═════ Fragmento de origen

Un político en perpetua campaña y con eterna sed de poder, sin embargo, siempre deseará que la palabra límite sea solo eso: una simple palabra. Un loco que ama es un loco que odia a sus rivales, un loco que odia que no lo dejen volver al Ecuador para, según él, aplastarlos a todos.
Pero los archienemigos se parecen más de lo que ellos creen. La enemistad entre Bucaram y Rafael Correa se acentúo en 2012 cuando el hijo del exmandatario y entonces asambleísta, Dalo Bucaram, acusó a Correa de mentiroso por no haber cumplido el compromiso supuestamente hecho en 2008 para permitir el retorno de Abdalá. Correa, por su parte, trató de “basura” al expresidente. El posicionamiento de Rafael Correa en la arena de la política nacional es sospechosamente parecido al de Bucaram. Lo primero que los une es la paranoia: “todos contra mí” es el mensaje subyacente de muchas de sus intervenciones. La política ecuatoriana, en efecto, opera como una gran máquina paranoica. Ego masculino in extremis: la esquizofrenia paranoica suele combinar los delirios de grandeza con un sentimiento de asedio en todos los frentes. La invención de enemigos, por ejemplo, funciona como un acto de espiritismo: los vuelve seres reales para quienes crean que son reales. Y no hablo precisamente de cuando Abdalá se rehusaba a dormir en el Palacio de Carondelet por miedo a los fantasmas. La campaña eterna del que quiere acceder o perpetuarse en el poder recurre a la victimización y a la construcción sistemática de un otro a quien siempre se debe señalar como culpable. Acude también a la conspiración, a la intriga, al complot. La verdad se vuelve un espejismo. Bucaram usó el adjetivo “pelucones” (para referirse a la élite económica) antes de que lo hiciera Rafael Correa en un discurso que dio unas semanas antes de ganar las elecciones en 1996, y se ubicó en el imaginario colectivo como la delirante figura guayaca de una promesa de cambio, como un mesías que venía con látigo en mano a castigar a las oligarquías, a darle vuelta a la tortilla. Correa –hallazgo de hallazgos– reemplazó el látigo por la correa.

══════════
═════ Registros proporcionados

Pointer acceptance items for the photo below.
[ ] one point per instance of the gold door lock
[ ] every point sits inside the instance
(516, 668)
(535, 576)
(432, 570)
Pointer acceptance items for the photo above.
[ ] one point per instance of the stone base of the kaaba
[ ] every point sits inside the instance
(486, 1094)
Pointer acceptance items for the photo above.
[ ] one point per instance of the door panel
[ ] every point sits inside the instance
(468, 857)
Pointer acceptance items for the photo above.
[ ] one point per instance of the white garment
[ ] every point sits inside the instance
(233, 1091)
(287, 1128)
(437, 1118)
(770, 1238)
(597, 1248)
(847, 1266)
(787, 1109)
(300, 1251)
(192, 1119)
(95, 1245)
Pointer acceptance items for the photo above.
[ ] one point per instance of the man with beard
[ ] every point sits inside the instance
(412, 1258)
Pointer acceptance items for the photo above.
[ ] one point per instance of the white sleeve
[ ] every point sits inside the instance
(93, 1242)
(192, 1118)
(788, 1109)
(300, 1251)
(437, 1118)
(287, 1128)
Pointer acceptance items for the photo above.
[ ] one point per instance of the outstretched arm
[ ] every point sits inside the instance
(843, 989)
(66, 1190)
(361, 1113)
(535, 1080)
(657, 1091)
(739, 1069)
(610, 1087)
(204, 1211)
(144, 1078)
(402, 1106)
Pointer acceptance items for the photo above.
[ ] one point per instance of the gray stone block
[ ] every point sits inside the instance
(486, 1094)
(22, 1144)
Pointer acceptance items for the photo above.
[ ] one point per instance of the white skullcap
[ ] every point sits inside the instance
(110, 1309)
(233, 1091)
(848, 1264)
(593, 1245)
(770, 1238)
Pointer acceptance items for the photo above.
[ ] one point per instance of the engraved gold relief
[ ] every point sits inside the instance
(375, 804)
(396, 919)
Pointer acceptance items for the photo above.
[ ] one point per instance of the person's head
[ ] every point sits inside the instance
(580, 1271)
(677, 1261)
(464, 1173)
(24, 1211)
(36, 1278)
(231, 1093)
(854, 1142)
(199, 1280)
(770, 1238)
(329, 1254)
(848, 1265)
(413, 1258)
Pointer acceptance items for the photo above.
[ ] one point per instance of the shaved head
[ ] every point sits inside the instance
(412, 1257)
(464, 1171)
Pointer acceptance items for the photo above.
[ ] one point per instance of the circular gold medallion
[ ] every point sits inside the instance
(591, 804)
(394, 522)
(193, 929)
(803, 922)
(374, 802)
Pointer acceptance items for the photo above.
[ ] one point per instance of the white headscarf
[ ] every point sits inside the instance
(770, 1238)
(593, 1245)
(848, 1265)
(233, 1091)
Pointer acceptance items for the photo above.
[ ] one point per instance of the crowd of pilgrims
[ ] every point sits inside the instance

══════════

- **Partes del ejercicio**:
1 - Según el fragmento sobre Bucaram y Correa, ¿en qué año se acentuó la enemistad entre ambos?
2 - Enumera todos los recursos a los que, según el fragmento sobre Bucaram y Correa, recurre o acude la campaña eterna de quien quiere acceder al poder o perpetuarse en él.
3 - Prolonga el fragmento sobre Bucaram y Correa a partir de su última oración.
Los registros no guardan ninguna relación con el fragmento sobre Bucaram y Correa.

- **Resultados por tarea**:
1 - En 2012.

2 -
- La victimización
- La construcción sistemática de un otro a quien siempre se debe señalar como culpable
- La conspiración
- La intriga
- El complot

3 -
Algunos dicen que el régimen de Correa es como un Bucaramato tecnocrático, racionalizado y, gracias al precio del petróleo, aniñado. Abdalá, por su parte, suele repetir que Correa parece estar enamorado de él pues lo imita en todo, ambos son seres pegados a micrófonos: Rafael también corea slogans pegajosos, canta y come guatita (con la diferencia, según Bucaram, de que al presidente la comida popular le produce diarrea). Pero el líder del PRE supone todo un capítulo aparte en términos de estridencia y espectáculo. Solo hay que recordarlo frenético y sudoroso cuando cantaba y bailaba El rock de la cárcel o su televisado almuerzo con el expresidente del Perú, Alberto Fujimori, en el cual procedió a chuparse los dedos frente a las cámaras. Con Abdalá Bucaram la seducción de la barbarie cobra las dimensiones de un carnaval perverso. Un carnaval en el cual no existe la fiesta –el teatro total en el cual se trastocan los poderes– sino el ruidoso espectáculo que vampiriza el fervor popular y sus símbolos con fines políticos. Una fiesta falsa en la cual, como reflexiona Alejandro Moreano, autor del ensayo Populismo, Democracia y Política, se da una manipulación de la libido, un poder que organiza las emociones, que expropia la energía del pueblo para constituirlo en un supuesto sujeto político que en realidad deviene en un objeto útil a los objetivos del candidato.
Abdalá siempre fue el escandaloso portavoz de su propio evangelio. El tipo de guayabera sudada y bigote hitleriano descendía de los cielos en helicóptero y abrazaba a las masas como un moderno hijo del dios benefactor en el que se suponía se convertiría el Estado. Cuando fue presidente durante seis meses, con un triunfo debido a la votación que obtuvo fuera de Quito y Guayaquil, todo se dio la vuelta, pero en contra de sus propias promesas. Su postura antioligárquica se reveló como una ficción pues quiso aplicar recetas neoliberales; ordenó un escandaloso paquetazo económico –eliminó por ejemplo, el subsidio al gas–; contrató a Domingo Cavallo (uno de los culpables de la crisis y el congelamiento de los depósitos bancarios en Argentina); nombró al hombre más rico del país, Álvaro Noboa, como presidente de la Junta Monetaria y ni siquiera llegó a ocupar el despacho presidencial con la regularidad requerida.
En donde sí se lo pudo ver una y otra vez, claro, fue en la tarima -en muchas tarimas: cantó en la elección de la Reina Mundial del Banano en Machala; probó aviones del ejército como si fuera un niño en una enorme juguetería tercermundista; grabó un disco con Los Iracundos y dijo sentirse como Julio Iglesias; condecoró a Lorena Bobbit por volarle el pene a su marido; llevó una comitiva de cien personas a Miami en un viaje para tratar la obesidad de su hijo Jacobito; subastó su bigote y, entre muchas otras extravagancias dignas de la embriaguez decadente de un emperador romano, se designó presidente del Barcelona Sporting Club, título que aseguró era tan importante como ser el Presidente de la República del Ecuador.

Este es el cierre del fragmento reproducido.